Requirements:
Select and copy each line below that contains the word "surface". Case counts.

— start Supplied entries —

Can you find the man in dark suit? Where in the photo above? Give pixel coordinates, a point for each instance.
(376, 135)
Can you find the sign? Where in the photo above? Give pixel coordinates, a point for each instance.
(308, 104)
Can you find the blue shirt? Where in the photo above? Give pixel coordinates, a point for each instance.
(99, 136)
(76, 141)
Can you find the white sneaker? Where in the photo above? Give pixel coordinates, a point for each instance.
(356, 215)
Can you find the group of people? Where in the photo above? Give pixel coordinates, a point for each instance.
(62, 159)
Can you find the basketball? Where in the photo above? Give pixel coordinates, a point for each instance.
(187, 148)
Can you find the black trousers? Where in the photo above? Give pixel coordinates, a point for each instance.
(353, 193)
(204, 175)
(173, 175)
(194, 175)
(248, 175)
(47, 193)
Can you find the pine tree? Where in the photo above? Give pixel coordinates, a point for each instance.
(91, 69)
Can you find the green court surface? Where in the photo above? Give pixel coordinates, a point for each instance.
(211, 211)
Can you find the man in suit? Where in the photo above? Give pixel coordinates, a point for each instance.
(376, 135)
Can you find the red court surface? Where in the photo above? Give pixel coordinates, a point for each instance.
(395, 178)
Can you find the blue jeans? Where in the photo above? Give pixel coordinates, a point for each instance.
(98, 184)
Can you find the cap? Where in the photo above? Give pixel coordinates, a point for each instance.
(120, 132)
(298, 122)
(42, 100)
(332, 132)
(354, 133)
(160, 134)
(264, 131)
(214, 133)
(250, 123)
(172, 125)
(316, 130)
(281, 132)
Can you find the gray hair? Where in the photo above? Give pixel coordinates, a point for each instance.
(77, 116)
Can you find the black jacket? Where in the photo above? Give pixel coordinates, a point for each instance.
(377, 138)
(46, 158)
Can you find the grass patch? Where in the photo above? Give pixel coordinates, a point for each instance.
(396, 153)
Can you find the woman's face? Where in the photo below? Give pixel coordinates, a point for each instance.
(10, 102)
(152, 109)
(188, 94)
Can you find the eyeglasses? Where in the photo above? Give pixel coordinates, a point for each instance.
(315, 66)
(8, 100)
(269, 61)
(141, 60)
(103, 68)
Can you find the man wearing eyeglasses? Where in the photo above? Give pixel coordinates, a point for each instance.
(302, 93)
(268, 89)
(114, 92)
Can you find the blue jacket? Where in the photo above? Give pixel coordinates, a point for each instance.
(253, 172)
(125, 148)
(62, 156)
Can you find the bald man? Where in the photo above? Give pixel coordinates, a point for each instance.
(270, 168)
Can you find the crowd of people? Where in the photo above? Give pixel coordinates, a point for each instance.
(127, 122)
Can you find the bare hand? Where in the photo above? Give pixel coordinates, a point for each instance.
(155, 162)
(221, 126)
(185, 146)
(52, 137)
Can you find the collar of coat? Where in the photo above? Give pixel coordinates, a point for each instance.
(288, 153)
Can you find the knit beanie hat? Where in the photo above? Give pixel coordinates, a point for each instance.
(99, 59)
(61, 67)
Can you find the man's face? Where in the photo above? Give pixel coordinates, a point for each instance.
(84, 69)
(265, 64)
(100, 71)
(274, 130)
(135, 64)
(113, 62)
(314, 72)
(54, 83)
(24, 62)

— end Supplied entries —
— start Supplied entries —

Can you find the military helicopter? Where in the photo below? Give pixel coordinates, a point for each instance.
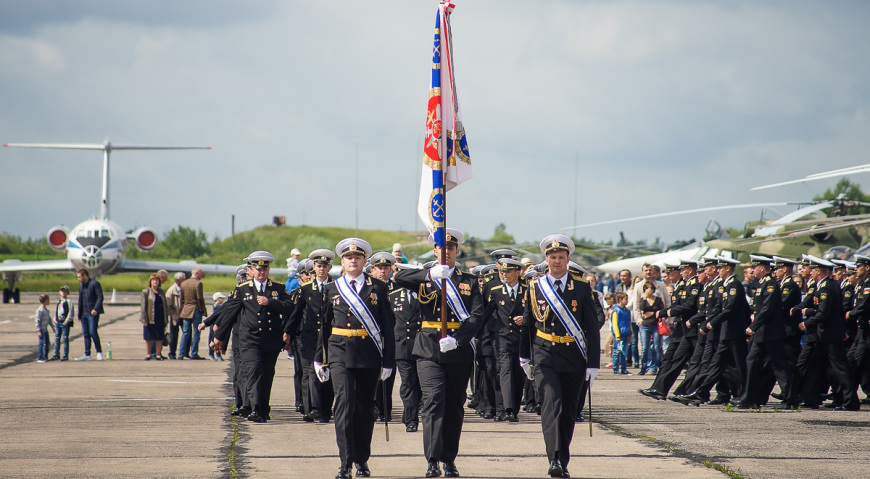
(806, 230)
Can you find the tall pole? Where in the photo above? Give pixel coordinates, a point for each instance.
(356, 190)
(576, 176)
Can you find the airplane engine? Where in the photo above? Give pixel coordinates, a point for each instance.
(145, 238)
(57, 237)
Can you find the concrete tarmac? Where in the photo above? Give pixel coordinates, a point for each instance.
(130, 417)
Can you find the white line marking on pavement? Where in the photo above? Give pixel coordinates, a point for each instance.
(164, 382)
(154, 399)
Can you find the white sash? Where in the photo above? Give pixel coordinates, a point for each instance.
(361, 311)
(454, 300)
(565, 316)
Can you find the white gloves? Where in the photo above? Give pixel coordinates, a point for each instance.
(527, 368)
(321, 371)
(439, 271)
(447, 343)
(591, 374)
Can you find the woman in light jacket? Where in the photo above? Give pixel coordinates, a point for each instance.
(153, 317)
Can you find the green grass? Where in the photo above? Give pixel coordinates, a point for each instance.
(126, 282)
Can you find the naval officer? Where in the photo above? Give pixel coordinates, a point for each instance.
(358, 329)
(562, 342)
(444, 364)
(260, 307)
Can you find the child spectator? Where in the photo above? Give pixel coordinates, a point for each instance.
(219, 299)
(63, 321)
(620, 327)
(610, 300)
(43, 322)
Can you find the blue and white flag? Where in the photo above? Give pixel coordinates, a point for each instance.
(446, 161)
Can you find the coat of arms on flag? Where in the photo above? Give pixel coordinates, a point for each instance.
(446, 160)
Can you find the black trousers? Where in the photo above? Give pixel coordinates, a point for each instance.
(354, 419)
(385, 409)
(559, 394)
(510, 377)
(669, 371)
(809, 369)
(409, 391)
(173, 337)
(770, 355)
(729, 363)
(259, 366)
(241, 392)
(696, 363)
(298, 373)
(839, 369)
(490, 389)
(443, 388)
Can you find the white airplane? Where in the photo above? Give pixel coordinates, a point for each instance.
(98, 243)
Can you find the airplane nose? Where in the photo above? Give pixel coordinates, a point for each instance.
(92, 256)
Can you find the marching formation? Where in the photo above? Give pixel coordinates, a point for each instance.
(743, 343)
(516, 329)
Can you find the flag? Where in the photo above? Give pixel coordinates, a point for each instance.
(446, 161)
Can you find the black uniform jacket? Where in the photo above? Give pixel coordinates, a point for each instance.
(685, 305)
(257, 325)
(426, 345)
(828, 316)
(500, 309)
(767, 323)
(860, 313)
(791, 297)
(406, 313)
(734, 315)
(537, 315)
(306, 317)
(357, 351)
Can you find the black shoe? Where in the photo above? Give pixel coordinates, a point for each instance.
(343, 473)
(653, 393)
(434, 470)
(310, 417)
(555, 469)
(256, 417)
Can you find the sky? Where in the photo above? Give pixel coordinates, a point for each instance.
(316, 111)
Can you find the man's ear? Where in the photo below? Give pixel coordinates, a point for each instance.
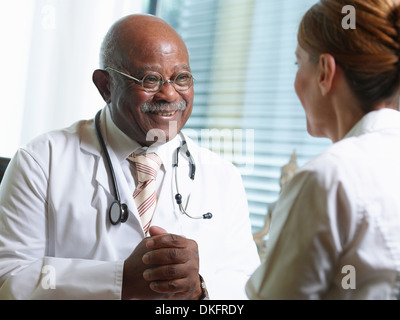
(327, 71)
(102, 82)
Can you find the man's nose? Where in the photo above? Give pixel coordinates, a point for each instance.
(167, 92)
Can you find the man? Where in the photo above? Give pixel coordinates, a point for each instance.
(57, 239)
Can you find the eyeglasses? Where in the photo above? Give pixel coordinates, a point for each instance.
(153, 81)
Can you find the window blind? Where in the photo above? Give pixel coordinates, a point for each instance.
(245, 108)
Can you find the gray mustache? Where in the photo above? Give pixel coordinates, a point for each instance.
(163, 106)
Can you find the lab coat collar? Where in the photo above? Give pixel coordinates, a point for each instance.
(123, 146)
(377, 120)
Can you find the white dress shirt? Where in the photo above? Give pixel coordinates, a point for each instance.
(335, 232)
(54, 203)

— end Supplied entries —

The completed task:
Can you find the green court surface? Where in the photo above? Give pixel coordinates, a point for each instance.
Can you find the red court surface? Where in the photo above? Give pixel coordinates, a point for each instance.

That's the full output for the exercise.